What you should do
Print, word for word, the part of the Chrysocephalum semipapposum passage below that falls between "Chrysocephalum semipapposum occurs" and "scattered individual shrubs.", inclusive.

Start of Document passage

Chrysocephalum semipapposum subsp. asperum grows up to 90 cm high. The stems have minimal hair, and the leaves grow up to 7 cm long.
This subspecies occurs in eastern New South Wales, eastern Victoria, south-east Queensland and north-eastern Tasmania.

====Chrysocephalum semipapposum subsp. occidentale ====

This subspecies has been found to grow from 40 to 120 cm high with slender erect stems and cottony leaves which are scattered along the stems.
This subspecies is found in south-western Western Australia.

== Distribution and habitat ==

Chrysocephalum semipapposum is a native shrub to Australia. C. semipapposum varieties have been found in most Australian states, including New South Wales, South Australia, Queensland and Tasmania however C. semipapposum has been most notably found within Victoria.

Chrysocephalum semipapposum occurs in a variety of habitats. These habitats include woodland hills, grassland hills, mountains or isolated rocky rises. They are rarely found in large groups and are most commonly found as scattered individual shrubs.
C. semipapposum can grow in a variety of soils and is a tough plant which can withstand drought.

== Ecology ==

The flowering season of C. semipapposum occurs from September until December, mainly throughout spring and summer. C. semipapposum is a tough shrub and natural disturbances, such as fires promote growth and flowering.

End of Document passage
Start of Supplied material

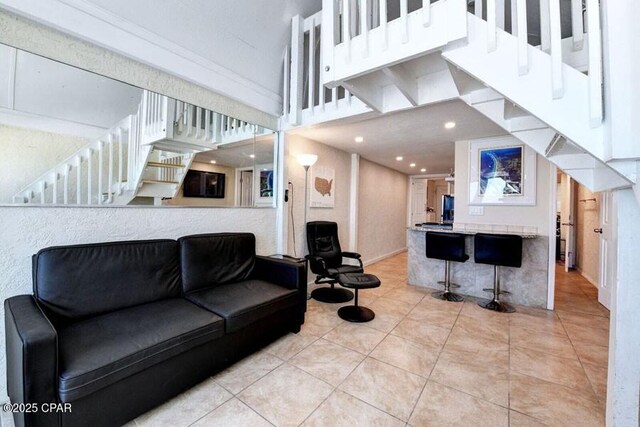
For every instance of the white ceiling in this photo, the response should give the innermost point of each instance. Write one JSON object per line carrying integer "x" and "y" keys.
{"x": 247, "y": 37}
{"x": 418, "y": 135}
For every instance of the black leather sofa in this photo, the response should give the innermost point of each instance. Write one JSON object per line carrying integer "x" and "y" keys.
{"x": 115, "y": 329}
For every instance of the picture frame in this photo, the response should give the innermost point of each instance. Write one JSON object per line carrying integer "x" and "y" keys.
{"x": 322, "y": 187}
{"x": 502, "y": 171}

End of Supplied material

Answer to this exercise
Chrysocephalum semipapposum occurs in a variety of habitats. These habitats include woodland hills, grassland hills, mountains or isolated rocky rises. They are rarely found in large groups and are most commonly found as scattered individual shrubs.